§ **Coordinate annotation entries**

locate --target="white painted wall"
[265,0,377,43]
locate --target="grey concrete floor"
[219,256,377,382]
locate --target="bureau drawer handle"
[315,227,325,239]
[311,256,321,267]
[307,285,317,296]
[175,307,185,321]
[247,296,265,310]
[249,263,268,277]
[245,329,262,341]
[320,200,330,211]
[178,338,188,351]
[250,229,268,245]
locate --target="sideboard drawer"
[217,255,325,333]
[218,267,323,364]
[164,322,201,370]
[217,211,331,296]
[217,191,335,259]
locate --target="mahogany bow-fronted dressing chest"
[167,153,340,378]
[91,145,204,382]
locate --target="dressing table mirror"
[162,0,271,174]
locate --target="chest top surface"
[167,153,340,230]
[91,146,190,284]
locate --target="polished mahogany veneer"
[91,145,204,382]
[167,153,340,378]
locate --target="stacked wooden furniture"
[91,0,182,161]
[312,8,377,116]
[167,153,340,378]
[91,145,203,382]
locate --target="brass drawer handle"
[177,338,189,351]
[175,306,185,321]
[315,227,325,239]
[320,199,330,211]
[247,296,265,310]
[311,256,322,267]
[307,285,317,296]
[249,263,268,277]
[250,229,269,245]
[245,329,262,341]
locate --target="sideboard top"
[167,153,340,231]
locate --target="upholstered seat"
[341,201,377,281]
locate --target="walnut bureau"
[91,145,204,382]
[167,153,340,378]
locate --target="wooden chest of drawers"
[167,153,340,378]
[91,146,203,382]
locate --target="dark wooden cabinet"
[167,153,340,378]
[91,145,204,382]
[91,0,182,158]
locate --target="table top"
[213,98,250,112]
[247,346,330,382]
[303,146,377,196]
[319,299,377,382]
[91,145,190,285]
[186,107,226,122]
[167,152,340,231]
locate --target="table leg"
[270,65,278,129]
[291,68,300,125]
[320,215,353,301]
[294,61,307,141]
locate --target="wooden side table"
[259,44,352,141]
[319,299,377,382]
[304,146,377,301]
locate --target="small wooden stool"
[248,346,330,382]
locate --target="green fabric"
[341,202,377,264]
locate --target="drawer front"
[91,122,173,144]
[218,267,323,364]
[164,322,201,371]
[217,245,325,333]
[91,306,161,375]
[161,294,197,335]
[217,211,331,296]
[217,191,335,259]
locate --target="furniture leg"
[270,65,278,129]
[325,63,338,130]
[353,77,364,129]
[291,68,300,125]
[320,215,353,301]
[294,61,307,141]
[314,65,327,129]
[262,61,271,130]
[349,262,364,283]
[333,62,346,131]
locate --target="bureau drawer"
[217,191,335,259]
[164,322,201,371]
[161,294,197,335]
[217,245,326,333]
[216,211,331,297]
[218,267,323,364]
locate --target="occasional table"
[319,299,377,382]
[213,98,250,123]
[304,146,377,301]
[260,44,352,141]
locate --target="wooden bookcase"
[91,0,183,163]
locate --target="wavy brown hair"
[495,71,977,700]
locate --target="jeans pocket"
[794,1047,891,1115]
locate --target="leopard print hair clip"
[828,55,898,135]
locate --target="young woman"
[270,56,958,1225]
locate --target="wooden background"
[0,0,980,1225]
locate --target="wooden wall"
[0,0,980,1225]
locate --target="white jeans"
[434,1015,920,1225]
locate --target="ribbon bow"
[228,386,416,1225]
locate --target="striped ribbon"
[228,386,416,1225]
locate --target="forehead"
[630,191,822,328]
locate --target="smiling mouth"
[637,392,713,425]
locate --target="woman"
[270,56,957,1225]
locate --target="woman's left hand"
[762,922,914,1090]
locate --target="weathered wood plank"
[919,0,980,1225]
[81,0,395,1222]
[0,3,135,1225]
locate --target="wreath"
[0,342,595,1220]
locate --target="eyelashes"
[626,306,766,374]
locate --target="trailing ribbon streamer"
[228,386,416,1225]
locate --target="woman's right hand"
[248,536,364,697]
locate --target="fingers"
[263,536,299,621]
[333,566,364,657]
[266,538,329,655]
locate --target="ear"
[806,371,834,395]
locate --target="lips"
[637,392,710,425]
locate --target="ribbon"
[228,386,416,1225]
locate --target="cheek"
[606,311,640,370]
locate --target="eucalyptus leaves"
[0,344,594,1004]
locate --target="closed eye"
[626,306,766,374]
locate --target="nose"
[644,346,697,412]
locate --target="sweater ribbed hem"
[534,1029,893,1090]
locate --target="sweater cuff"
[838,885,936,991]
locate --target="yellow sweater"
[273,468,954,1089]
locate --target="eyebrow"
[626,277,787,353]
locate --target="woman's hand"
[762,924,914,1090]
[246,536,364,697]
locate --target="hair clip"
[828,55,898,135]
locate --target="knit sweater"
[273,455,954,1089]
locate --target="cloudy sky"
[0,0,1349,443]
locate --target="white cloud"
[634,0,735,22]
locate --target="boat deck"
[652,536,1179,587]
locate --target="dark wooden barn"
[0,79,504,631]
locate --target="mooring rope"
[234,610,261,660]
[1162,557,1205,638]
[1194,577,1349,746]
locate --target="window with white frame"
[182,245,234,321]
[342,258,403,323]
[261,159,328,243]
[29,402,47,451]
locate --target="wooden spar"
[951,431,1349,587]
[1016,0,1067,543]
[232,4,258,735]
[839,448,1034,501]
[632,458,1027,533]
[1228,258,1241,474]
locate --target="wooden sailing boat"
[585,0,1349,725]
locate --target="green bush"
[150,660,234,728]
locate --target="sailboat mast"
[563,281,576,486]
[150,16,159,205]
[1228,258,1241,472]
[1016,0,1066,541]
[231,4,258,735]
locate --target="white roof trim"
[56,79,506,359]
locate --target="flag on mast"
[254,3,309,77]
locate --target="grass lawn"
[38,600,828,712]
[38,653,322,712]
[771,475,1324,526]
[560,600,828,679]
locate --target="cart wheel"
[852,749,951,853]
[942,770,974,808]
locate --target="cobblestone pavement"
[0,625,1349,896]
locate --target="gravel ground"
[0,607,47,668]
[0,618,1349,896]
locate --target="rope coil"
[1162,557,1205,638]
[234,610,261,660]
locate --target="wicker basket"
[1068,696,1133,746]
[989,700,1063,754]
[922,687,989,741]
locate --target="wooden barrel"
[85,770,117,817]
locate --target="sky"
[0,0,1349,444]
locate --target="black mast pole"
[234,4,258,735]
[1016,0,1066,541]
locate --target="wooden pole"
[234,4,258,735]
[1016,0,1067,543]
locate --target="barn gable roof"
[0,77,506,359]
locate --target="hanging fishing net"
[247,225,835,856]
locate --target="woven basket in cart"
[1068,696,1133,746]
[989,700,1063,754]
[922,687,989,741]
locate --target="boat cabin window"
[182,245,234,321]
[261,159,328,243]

§ **Task brief**
Please reproduce all of the items above line for line, changing nothing.

§ **Full answer**
locate --target="white painted wall"
[265,0,377,43]
locate --target="grey concrete floor"
[219,256,377,382]
locate --target="bureau drawer handle"
[315,227,325,239]
[311,256,321,267]
[307,285,317,296]
[175,307,185,321]
[247,296,265,310]
[249,263,268,277]
[245,329,262,341]
[320,200,330,211]
[178,338,188,351]
[250,229,268,245]
locate --target="sideboard drawer"
[217,255,325,333]
[218,267,323,364]
[164,322,201,370]
[217,211,331,296]
[217,191,335,259]
locate --target="mahogany bow-fronted dressing chest"
[167,153,340,378]
[91,145,204,382]
locate --target="dressing table mirror"
[162,0,271,174]
locate --target="chest top surface"
[167,153,340,230]
[91,146,190,284]
locate --target="polished mahogany veneer"
[91,145,204,382]
[167,153,340,378]
locate --target="stacked wooden furniture"
[91,0,182,161]
[312,8,377,116]
[167,153,340,378]
[91,145,203,382]
locate --target="brass drawer handle"
[177,338,189,351]
[175,306,185,321]
[315,227,325,239]
[320,199,330,211]
[247,296,265,310]
[311,256,322,267]
[307,285,317,296]
[249,263,268,277]
[250,229,269,245]
[245,329,262,341]
locate --target="sideboard top"
[167,153,340,231]
locate --target="upholstered seat"
[341,201,377,281]
locate --target="walnut bureau"
[91,145,204,382]
[167,153,340,378]
locate --target="wooden chest of drawers"
[167,153,340,378]
[91,146,203,382]
locate --target="dark wooden cabinet"
[167,153,340,378]
[91,145,204,382]
[91,0,182,158]
locate --target="table top"
[213,98,250,112]
[247,346,330,382]
[303,146,377,196]
[319,299,377,382]
[91,145,190,285]
[186,107,226,122]
[167,152,340,231]
locate --target="table leg"
[270,65,278,129]
[291,68,300,125]
[320,215,353,301]
[294,61,307,141]
locate --target="wooden side table"
[259,44,352,141]
[319,299,377,382]
[304,146,377,301]
locate --target="small wooden stool"
[248,346,330,382]
locate --target="green fabric"
[341,202,377,264]
locate --target="drawer front"
[91,122,173,144]
[218,267,323,364]
[164,322,201,371]
[217,245,325,333]
[91,306,161,375]
[161,294,197,335]
[217,211,331,296]
[217,191,335,259]
locate --target="furniture leg"
[270,65,278,129]
[325,63,338,130]
[353,77,364,129]
[291,68,300,125]
[320,215,353,301]
[294,61,307,141]
[314,65,327,129]
[262,61,271,130]
[349,262,364,283]
[333,62,346,131]
locate --target="bureau drawer"
[217,191,335,259]
[164,322,201,371]
[161,294,197,335]
[217,245,326,333]
[216,211,331,297]
[218,267,323,364]
locate --target="occasional table"
[319,299,377,382]
[213,98,250,123]
[304,146,377,301]
[260,44,352,141]
locate --target="wooden bookcase"
[91,0,183,163]
locate --target="wavy brown hair"
[495,71,977,700]
locate --target="jeans pocket"
[794,1047,891,1115]
locate --target="leopard print hair clip"
[828,55,898,135]
locate --target="young woman"
[270,56,958,1225]
locate --target="wooden background"
[0,0,980,1225]
locate --target="wooden wall"
[0,0,980,1225]
locate --target="white jeans"
[434,1015,920,1225]
locate --target="ribbon bow"
[228,386,416,1225]
locate --target="striped ribbon"
[228,386,416,1225]
locate --target="forehead"
[630,191,822,328]
locate --target="smiling mouth"
[637,392,713,425]
locate --target="woman"
[270,56,957,1225]
locate --target="woman's left hand"
[762,922,914,1090]
locate --target="weathered wood plank"
[919,0,980,1225]
[81,0,395,1222]
[0,3,135,1225]
locate --target="wreath"
[0,342,595,1220]
locate --target="eyelashes"
[626,306,766,374]
locate --target="trailing ribbon streamer"
[228,386,416,1225]
locate --target="woman's right hand"
[248,536,364,697]
locate --target="fingers"
[263,536,299,621]
[333,566,364,657]
[266,538,329,655]
locate --target="ear"
[806,371,834,395]
locate --target="lips"
[637,392,710,425]
locate --target="ribbon"
[228,386,416,1225]
locate --target="cheek"
[606,311,640,370]
locate --target="eucalyptus leaves"
[0,344,594,1004]
locate --target="closed eye"
[626,306,766,374]
locate --target="nose"
[644,346,697,412]
locate --target="sweater ribbed hem"
[534,1029,893,1090]
locate --target="sweater cuff"
[838,885,936,991]
locate --target="yellow sweater"
[273,468,954,1089]
locate --target="eyebrow"
[626,277,787,353]
locate --target="woman's hand"
[762,924,914,1090]
[246,536,364,697]
locate --target="hair clip"
[828,55,898,135]
locate --target="knit sweater"
[273,455,954,1089]
locate --target="cloudy sky"
[0,0,1349,443]
locate --target="white cloud"
[634,0,735,22]
locate --target="boat deck"
[652,536,1179,587]
locate --target="dark wooden barn"
[0,79,504,631]
locate --target="mooring rope"
[234,610,261,660]
[1162,557,1205,638]
[1194,577,1349,746]
locate --target="window with white frame"
[182,245,234,321]
[342,258,403,323]
[261,159,328,243]
[29,402,47,451]
locate --target="wooden spar"
[951,431,1349,587]
[1016,0,1067,543]
[232,4,258,735]
[839,448,1034,501]
[632,458,1027,533]
[1228,258,1241,474]
locate --target="wooden sailing boat"
[585,0,1349,725]
locate --target="green bush"
[150,660,234,728]
locate --target="sailboat mast"
[563,281,576,486]
[150,16,159,205]
[1228,258,1241,472]
[1016,0,1066,541]
[231,4,258,735]
locate --target="white roof trim"
[56,79,506,359]
locate --target="flag on mast"
[254,3,309,77]
locate --target="grass lawn"
[38,600,828,712]
[38,653,322,712]
[771,475,1324,526]
[560,600,828,679]
locate --target="cart wheel"
[852,749,951,853]
[942,770,974,808]
locate --target="cobblestone pavement"
[0,625,1349,896]
locate --target="gravel ground"
[0,607,47,668]
[0,618,1349,896]
locate --target="rope coil"
[1162,557,1205,638]
[234,610,261,660]
locate --target="wicker basket"
[1068,696,1133,746]
[989,700,1063,754]
[922,687,989,741]
locate --target="wooden barrel"
[85,770,117,817]
locate --target="sky"
[0,0,1349,444]
locate --target="black mast pole"
[234,4,258,735]
[1016,0,1066,541]
locate --target="wooden pole"
[234,4,258,735]
[1016,0,1067,543]
locate --target="barn gable roof"
[0,77,506,359]
locate --target="hanging fishing net"
[247,225,835,856]
locate --target="woven basket in cart"
[1068,696,1133,746]
[989,700,1063,754]
[922,687,989,741]
locate --target="boat cabin window"
[182,245,234,321]
[261,159,328,243]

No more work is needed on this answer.